→ **Directions for this task**
Write out the following material line for line, with no changes.

━━━━━ Records shown

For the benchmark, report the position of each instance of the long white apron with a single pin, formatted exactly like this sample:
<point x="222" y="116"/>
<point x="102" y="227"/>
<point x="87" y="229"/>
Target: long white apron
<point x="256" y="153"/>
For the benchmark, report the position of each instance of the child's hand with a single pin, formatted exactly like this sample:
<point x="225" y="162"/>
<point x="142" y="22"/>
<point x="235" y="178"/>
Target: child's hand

━━━━━━━━━━

→ **Result for this task**
For the benchmark, report the position of each instance of the long white apron with a single pin, formatted exactly like this sample:
<point x="222" y="116"/>
<point x="102" y="227"/>
<point x="87" y="229"/>
Target: long white apron
<point x="256" y="153"/>
For the benchmark, report the position of each instance of the child's hand with a single pin, formatted exactly like this sample:
<point x="225" y="162"/>
<point x="142" y="22"/>
<point x="235" y="178"/>
Target: child's hand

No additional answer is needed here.